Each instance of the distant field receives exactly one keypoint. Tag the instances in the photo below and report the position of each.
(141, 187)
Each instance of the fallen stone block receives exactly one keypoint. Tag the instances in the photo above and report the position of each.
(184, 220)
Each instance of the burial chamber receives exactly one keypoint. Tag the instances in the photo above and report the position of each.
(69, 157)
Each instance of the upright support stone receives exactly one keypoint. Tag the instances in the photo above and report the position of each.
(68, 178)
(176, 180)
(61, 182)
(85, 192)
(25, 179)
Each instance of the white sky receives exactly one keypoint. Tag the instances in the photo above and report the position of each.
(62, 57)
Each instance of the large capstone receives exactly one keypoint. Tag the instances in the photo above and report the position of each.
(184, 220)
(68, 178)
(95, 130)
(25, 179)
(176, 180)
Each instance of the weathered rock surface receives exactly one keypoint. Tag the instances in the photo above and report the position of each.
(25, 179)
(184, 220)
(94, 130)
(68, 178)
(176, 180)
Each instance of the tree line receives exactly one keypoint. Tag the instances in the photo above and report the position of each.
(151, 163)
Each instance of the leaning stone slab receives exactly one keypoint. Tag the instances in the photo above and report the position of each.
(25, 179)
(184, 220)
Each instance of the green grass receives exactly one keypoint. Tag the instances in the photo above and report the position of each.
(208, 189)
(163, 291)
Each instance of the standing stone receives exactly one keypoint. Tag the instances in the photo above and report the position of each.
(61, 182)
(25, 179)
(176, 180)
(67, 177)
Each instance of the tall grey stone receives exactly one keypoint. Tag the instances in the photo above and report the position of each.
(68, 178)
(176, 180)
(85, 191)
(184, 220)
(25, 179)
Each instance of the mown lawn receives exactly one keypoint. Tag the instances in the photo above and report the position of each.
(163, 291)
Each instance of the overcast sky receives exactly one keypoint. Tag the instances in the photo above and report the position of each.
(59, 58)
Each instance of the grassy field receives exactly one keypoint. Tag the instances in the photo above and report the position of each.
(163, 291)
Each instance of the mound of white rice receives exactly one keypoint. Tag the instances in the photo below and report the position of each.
━━━━━━━━━━
**Work to be completed:**
Type out the full listing again, exactly as given.

**Completed exercise:**
Each instance of the distant field receives exactly one keypoint. Tag the instances in the photo below and report the position of each.
(141, 187)
Each instance of the fallen stone block receives exactly one keypoint. Tag the instances in the photo above and report the position of each.
(184, 220)
Each instance of the burial chamber receives exactly one keypoint. Tag the instances in the photo above and report the position of each.
(69, 157)
Each instance of the upright support stone receives exactly one keypoint. Tag the instances in the photo above and report the position of each.
(68, 178)
(176, 180)
(61, 182)
(85, 192)
(25, 179)
Each instance of the white sky receives exactly one keypoint. Tag the instances in the photo above and report the position of each.
(62, 57)
Each instance of the large capstone receives exactly one keypoint. Tag the instances in the photo above and report the position of each.
(184, 220)
(68, 178)
(95, 130)
(25, 179)
(176, 180)
Each instance of the weathered rock surface receives exactly one keypoint. Tag the instances in the photo above and report the position of each.
(25, 179)
(184, 220)
(94, 130)
(68, 178)
(176, 180)
Each instance of the tree line receives exactly one keypoint. Tag the instances in the photo above and report the position of each.
(151, 163)
Each instance of the leaning stone slab receives exactly one keypoint. Tag the instances in the photo above and report the position of each.
(25, 179)
(184, 220)
Each instance of the green grass receives exactly one keypoint. Tag the instances in the photo above and report the position of each.
(208, 189)
(163, 291)
Each instance of the standing stone receives exactly one keypoint. Tag the instances in the photo above and report the position of each.
(61, 182)
(25, 179)
(176, 180)
(67, 177)
Each instance of the tall grey stone receives exactly one keypoint. Tag the instances in the photo above and report the position of each.
(68, 178)
(176, 180)
(85, 191)
(184, 220)
(25, 179)
Each instance of the mown lawn receives exactly one keypoint. Tag the instances in the photo above and report the position of each.
(163, 291)
Each instance of the overcast sky receives exactly one keypoint. Tag the instances in the photo above and report the position of each.
(59, 58)
Each instance of the grassy field receives exactly one keypoint. Tag the instances in the photo above and report the position of each.
(163, 291)
Each instance of the mound of white rice receives exactly one keypoint. Tag the instances in the photo below and report the position of each.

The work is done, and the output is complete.